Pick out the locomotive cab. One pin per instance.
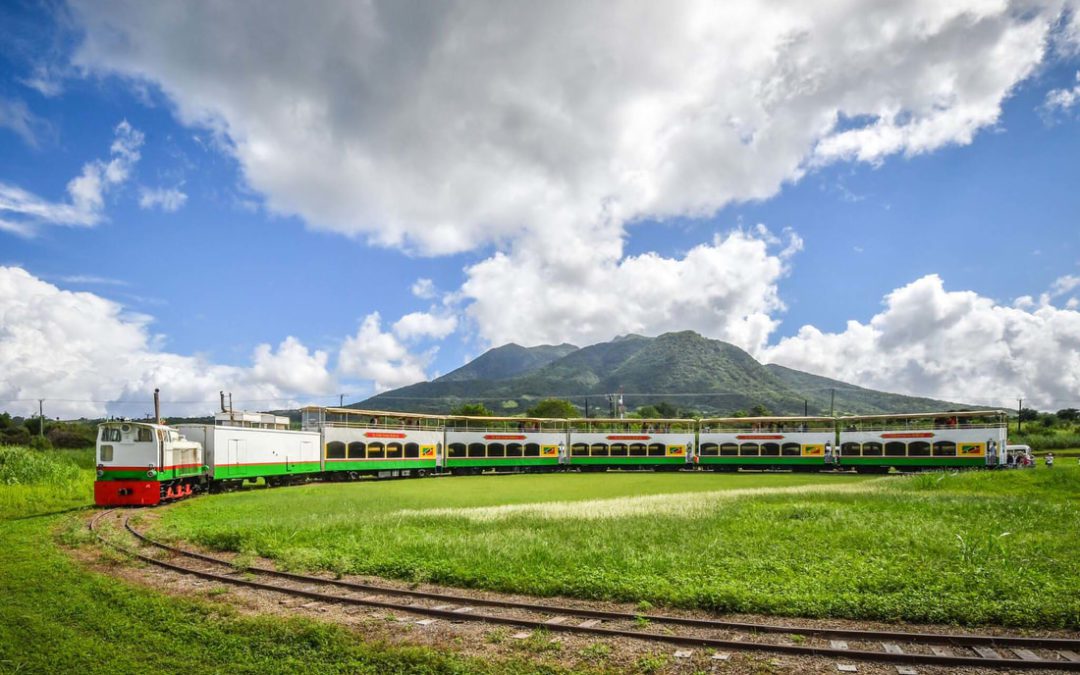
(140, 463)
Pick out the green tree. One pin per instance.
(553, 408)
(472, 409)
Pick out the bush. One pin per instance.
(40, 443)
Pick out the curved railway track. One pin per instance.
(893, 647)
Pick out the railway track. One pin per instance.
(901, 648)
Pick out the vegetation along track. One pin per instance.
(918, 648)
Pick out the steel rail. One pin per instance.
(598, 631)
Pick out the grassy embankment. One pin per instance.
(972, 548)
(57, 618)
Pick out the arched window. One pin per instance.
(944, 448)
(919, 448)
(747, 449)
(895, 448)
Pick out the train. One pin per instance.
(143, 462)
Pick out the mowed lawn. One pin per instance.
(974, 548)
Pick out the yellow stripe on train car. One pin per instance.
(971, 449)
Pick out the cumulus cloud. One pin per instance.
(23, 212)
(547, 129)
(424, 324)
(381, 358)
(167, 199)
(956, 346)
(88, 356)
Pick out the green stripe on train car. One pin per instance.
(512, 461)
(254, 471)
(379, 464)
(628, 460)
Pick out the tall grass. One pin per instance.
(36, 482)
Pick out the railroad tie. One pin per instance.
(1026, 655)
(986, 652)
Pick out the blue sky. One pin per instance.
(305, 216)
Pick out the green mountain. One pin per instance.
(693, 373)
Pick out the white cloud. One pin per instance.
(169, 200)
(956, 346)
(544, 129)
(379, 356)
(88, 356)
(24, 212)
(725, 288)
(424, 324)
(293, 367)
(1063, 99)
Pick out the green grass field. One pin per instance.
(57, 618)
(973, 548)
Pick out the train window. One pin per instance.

========

● **CHALLENGE**: Write out every one of the rows above word for word, leaving out the picture.

● **EXERCISE RESULT**:
Pick out the locomotive cab. One pin per instance.
(140, 463)
Pick out the green tree. One pin per instance.
(553, 408)
(472, 409)
Pick out the bush. One pin per instance.
(40, 443)
Pick out the curved railway track. One pin per instance.
(893, 647)
Pick out the railway track. One pin per instance.
(901, 648)
Pick out the vegetation along track. One pin per instance.
(918, 648)
Pick out the steel rail. One pin per instance.
(598, 631)
Pick out the grassy embankment. One pin per instance.
(972, 548)
(57, 618)
Pick out the arched window. One pin per instance.
(944, 448)
(919, 448)
(747, 449)
(895, 448)
Pick out the train. One pin per instance.
(143, 462)
Pick out the mowed lawn. One pin per instance.
(974, 548)
Pick out the yellow stripe on train car. One pin per instance.
(971, 449)
Pick out the cumulus cloud. One pin per instance.
(23, 212)
(547, 129)
(424, 324)
(381, 358)
(167, 199)
(956, 346)
(88, 356)
Pick out the green stripe on train car. One pin per instance.
(512, 461)
(254, 471)
(379, 464)
(628, 460)
Pick out the tall grass. One pin per instance.
(36, 482)
Pick out the railroad tie. One pin per instance.
(1026, 655)
(986, 652)
Pick out the blue sky. One pin per instance.
(305, 216)
Pick out the green mountain. One pin per instance.
(693, 373)
Pick out the white cloud. One pin per instance.
(169, 200)
(956, 346)
(544, 129)
(379, 356)
(88, 356)
(24, 212)
(725, 288)
(424, 324)
(293, 367)
(1063, 99)
Pick out the green grass field. One pin per instance.
(57, 618)
(973, 548)
Pick out the train window. One pin per instance.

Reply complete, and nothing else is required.